*Requirements:*
A: List each of the doubts the writer of the watch review noted before handling the Platinum 2.
B: According to the watch review, what material are the bridges and plates of Calibre 848 made of?

*Given passage:*
Jaeger-LeCoultre Platinum 2 Tourbillon
A brief SIHH impression


by Jaw
April 2003

Before actually fondling the Platinum 2. I was somewhat skeptical and jotted down my cynicism in my mind like so:

  • Why not XGT size? too lazy to design a new XGT size Tourbillon?
  • In a year of too many Tourbillons, who needs another?
  • JLC will actually produce 500 Tourbillons in 2 years, probably more than all the other manufacturers combined, in the same period.

JLC created an exceptional Tourbillon calibre 828. In 1993, successfully squeezed probably the first rectangular Tourbillon movement in a relatively small Grand Taille Reverso case. It continued to impress the industry after the now legendary 60eme.


(The 1993 Limited Edition Reverso Tourbillon)

Platinum is the hardest precious material to machine, and Jaeger-LeCoultre successfully used this metal to make the complicated watch case in 2001, the Platinum 1 Reverso, featured a white gold skeletonised movement.

Ten Years After, the Platinum 2 Tourbillon this year is a natural product evolution, a Platinum Grand Taille Reverso Tourbillon, featuring the new Calibre 848 with full 18ct solid white gold Bridges and plates (small parts are rhodium plated except for the balance which is gold plated).


(The first Platinum Reverso, The Platinum 1 with skeleton movement)

In the initial stage, the development team considered a Platinum 2 in a more trendy XGT case, which should be more contemporary and perhaps easier to market. The team finally decided to target purists collectors and devotees who are essentially in pursuit of horological accomplishments and beautiful mechanism, rather than the more fashion conscious accessories buyer.

Continuing its tradition of launching a limited edition complication annually is a conscious choice by JLC to bring together each year the talents of its craftsmen in order to rise to a challenge which will then take shape within a Limited Series, delivered over a one to two year period, depending on production constraints.

Having played with the watch, all the faults are forgiven and I am now blinded only by the positive attribute of this watch. Let me count the ways:


(Platinum 2 Tourbillon, Dial View
note the unusual power reserve pointer in the centre)

*Information given:*

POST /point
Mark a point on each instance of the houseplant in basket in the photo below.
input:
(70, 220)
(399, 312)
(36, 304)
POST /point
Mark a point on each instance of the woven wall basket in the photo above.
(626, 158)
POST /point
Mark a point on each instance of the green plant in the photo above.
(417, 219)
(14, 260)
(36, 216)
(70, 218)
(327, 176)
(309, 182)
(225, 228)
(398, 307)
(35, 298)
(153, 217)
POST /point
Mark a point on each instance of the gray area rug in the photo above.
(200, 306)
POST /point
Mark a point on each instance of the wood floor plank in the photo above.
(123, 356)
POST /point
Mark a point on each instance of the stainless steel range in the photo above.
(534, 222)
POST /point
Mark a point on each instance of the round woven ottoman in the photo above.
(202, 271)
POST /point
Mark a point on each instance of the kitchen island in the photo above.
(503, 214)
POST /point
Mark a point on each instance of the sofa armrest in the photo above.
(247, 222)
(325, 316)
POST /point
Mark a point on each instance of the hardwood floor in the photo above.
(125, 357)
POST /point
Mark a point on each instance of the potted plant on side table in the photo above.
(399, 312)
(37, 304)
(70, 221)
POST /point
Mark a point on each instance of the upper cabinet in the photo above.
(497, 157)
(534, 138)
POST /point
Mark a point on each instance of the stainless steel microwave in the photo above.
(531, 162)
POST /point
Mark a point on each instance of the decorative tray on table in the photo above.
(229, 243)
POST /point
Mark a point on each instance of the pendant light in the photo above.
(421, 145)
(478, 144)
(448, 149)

* * *

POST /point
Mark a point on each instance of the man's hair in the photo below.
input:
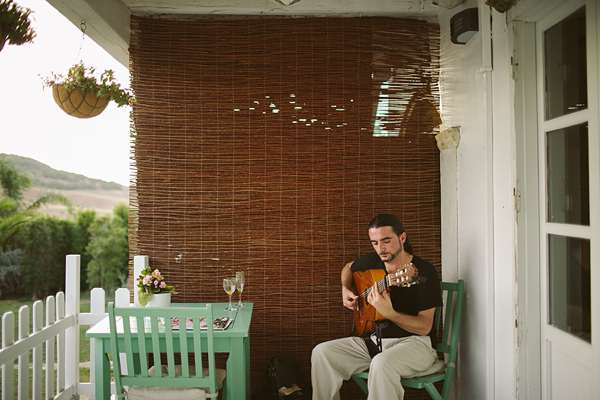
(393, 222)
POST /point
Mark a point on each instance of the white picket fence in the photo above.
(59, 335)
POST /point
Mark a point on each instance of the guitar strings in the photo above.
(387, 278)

*Exercise solutions:*
A:
- Why not an XGT size? Was the maker too lazy to design a new XGT-size Tourbillon?
- In a year of too many Tourbillons, who needs another?
- JLC will produce 500 Tourbillons in 2 years, probably more than all the other manufacturers combined in the same period.

B: Full 18ct solid white gold.